*PROMPT*
Pull out every line of the material below that contains the string "positive", matching case exactly.

───── DATASET CONTENT ─────

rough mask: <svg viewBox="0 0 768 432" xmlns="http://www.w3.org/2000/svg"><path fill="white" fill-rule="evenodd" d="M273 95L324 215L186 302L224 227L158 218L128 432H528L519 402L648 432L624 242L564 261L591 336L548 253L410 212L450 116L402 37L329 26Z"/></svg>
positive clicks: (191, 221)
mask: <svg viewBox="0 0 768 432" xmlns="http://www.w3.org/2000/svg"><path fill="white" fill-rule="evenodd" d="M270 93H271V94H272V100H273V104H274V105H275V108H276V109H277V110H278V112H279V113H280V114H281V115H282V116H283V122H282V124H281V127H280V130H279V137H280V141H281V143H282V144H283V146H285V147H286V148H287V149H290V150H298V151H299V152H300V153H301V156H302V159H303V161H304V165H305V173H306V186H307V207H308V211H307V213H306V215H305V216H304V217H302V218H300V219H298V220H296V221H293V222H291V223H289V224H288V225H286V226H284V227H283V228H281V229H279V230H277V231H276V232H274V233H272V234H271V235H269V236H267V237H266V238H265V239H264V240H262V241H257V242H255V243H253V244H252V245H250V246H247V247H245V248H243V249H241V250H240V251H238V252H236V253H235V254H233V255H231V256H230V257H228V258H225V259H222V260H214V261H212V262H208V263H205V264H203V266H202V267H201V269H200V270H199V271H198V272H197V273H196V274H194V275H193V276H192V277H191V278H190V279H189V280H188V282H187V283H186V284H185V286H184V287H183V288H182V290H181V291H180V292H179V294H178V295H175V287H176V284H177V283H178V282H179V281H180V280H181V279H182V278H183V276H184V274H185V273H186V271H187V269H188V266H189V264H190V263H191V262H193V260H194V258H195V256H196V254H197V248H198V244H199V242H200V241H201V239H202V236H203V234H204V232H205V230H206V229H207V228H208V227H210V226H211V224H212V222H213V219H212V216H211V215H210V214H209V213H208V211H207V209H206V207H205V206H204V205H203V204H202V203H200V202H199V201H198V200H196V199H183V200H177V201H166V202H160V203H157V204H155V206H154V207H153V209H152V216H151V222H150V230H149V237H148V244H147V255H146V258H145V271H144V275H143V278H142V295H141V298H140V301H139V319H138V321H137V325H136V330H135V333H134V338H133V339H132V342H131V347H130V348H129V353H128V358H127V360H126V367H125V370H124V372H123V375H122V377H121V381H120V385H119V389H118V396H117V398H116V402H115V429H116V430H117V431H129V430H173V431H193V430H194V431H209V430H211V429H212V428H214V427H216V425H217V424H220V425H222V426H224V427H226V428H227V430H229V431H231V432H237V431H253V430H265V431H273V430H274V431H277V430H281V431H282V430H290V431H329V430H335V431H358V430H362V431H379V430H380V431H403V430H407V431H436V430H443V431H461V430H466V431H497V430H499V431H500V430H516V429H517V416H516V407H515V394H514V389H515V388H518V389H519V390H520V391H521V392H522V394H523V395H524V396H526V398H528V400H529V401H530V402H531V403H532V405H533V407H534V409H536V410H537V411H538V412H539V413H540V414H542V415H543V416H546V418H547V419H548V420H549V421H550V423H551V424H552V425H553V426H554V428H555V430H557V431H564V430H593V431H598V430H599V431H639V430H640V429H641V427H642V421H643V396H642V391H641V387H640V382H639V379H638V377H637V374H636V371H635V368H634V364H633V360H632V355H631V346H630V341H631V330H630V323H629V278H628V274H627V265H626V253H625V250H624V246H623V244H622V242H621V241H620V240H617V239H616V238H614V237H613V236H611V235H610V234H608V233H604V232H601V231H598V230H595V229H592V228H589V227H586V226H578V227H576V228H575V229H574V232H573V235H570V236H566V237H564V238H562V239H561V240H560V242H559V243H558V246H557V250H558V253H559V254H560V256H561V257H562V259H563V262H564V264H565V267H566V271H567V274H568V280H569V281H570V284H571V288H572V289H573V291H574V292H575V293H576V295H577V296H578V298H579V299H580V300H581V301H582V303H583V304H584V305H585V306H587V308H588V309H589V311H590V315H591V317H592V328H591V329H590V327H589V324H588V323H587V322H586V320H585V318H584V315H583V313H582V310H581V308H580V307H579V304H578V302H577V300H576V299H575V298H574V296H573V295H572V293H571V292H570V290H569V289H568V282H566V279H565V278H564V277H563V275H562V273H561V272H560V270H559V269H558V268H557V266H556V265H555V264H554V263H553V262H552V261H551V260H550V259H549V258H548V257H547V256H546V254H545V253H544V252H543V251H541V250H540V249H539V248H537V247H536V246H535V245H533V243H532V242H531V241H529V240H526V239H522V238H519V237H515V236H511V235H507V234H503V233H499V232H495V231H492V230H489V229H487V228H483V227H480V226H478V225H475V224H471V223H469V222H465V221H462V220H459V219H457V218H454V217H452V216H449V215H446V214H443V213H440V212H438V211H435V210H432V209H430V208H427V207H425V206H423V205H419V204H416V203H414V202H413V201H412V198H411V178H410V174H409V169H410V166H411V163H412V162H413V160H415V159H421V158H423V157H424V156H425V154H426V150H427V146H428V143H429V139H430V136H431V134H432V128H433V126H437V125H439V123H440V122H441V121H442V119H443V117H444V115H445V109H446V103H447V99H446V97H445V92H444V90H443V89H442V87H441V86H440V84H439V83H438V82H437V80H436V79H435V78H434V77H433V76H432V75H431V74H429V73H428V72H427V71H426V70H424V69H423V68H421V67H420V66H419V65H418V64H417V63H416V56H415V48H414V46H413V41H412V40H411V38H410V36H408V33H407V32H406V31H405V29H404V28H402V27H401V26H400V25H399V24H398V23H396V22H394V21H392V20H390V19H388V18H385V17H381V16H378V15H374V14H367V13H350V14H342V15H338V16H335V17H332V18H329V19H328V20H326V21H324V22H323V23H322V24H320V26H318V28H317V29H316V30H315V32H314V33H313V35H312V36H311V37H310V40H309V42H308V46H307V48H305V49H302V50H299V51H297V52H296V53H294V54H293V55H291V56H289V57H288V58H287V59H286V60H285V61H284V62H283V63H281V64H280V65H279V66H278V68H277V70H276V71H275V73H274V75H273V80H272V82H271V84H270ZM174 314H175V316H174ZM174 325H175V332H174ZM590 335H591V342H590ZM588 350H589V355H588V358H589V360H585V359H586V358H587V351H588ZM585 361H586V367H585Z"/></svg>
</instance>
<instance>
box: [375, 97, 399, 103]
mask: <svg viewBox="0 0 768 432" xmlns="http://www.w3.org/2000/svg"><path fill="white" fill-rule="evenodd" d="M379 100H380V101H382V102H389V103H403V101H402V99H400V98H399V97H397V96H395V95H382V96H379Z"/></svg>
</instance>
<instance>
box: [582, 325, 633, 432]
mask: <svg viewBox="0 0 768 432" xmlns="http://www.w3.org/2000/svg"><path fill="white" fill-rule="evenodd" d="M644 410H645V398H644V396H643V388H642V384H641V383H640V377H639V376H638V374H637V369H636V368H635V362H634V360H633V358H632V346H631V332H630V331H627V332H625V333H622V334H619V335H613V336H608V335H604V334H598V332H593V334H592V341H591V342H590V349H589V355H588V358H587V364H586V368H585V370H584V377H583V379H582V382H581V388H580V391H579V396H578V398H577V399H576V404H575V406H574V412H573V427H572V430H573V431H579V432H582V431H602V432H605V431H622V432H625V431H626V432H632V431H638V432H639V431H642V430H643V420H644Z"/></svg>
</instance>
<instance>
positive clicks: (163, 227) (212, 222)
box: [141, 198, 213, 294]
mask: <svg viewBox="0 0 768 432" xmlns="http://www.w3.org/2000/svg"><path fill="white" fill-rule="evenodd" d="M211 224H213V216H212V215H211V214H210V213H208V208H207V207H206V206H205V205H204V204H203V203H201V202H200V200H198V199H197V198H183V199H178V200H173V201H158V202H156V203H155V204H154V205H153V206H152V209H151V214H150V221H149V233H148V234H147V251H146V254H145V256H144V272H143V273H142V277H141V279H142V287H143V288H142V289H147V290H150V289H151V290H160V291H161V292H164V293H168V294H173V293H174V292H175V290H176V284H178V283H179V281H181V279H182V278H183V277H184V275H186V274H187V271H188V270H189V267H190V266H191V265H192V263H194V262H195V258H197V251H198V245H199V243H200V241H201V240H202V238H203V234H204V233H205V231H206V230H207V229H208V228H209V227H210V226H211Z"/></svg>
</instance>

─────

*EXERCISE SOLUTION*
positive clicks: (191, 221)
positive clicks: (163, 227) (212, 222)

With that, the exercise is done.